> [Given data]:
▬▬▬▬▬▬▬▬▬▬

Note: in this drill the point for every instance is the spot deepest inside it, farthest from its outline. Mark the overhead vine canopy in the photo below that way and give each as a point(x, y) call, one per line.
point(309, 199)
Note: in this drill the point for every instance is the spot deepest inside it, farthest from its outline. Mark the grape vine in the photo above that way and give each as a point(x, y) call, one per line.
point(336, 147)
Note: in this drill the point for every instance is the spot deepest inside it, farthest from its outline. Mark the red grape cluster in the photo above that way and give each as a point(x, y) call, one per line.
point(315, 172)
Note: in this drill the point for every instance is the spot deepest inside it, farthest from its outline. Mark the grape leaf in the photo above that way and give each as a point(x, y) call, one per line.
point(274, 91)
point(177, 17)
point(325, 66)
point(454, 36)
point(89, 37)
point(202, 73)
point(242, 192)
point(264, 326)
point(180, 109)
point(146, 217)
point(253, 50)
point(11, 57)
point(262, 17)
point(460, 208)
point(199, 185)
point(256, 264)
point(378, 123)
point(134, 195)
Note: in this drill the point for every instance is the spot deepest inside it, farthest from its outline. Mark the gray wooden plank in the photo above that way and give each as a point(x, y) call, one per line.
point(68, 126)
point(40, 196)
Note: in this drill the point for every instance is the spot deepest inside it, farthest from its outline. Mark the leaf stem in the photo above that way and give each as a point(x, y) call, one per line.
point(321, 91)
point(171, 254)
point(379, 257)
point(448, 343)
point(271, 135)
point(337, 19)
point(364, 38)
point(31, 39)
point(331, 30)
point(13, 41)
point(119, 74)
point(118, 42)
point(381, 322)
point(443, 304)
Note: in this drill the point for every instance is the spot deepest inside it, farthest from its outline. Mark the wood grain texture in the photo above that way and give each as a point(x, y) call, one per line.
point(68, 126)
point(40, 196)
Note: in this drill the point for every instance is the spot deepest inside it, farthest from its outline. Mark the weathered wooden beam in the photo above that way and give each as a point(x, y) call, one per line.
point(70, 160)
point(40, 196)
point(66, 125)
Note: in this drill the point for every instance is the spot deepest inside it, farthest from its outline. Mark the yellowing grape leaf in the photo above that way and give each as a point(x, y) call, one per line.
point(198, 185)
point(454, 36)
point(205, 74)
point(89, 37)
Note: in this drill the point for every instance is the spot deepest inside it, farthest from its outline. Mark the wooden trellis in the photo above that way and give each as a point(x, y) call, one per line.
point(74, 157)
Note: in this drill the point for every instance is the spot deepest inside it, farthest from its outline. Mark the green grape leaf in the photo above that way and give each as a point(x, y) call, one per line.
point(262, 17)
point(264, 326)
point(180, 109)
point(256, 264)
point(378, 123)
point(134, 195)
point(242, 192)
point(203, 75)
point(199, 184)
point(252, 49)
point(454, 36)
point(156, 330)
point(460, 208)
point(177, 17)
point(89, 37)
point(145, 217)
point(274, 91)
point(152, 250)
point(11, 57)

▬▬▬▬▬▬▬▬▬▬

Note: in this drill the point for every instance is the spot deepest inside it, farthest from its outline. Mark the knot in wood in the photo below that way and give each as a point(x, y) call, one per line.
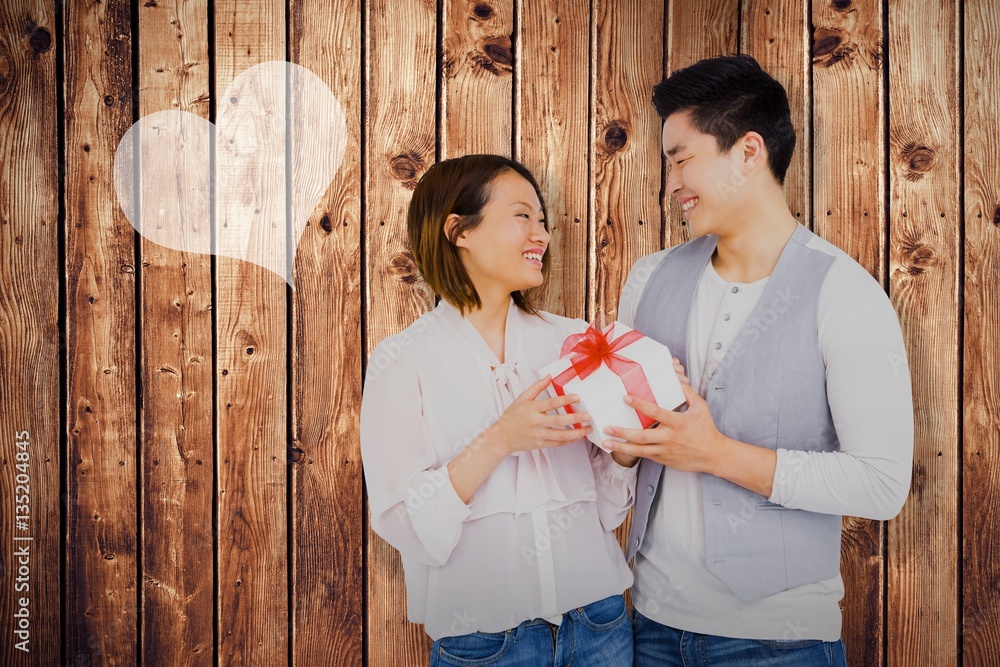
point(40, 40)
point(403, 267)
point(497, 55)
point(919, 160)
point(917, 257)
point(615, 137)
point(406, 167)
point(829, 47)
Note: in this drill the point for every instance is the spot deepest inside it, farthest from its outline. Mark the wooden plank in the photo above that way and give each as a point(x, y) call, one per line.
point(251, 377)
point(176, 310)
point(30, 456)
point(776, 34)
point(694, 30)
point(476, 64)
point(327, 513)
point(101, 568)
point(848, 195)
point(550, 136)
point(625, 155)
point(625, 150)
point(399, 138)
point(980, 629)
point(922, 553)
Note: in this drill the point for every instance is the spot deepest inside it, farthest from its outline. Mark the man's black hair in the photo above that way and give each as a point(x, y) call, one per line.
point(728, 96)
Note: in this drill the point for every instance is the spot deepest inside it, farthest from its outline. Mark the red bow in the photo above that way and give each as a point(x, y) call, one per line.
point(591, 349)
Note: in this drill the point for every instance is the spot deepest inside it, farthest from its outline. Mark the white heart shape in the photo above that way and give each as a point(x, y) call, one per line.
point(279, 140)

▬▬▬▬▬▬▬▬▬▬

> [Work to do]: Pull out every line above that contains the string "plank", matching case exactly, and copy each one in full.

> [Full answer]:
Note: in this drill the point for every instance is the spot deepest inside it, farthest from its outline. Mark the gray wooden plank in the photo above that way and give each as a point(x, y) call, one per line.
Note: in this drill the point for every instance is the spot deepest inside it, farthest from its outline. Mark the wooden plank in the photo above that way and give each as a point(x, y) call, one per line.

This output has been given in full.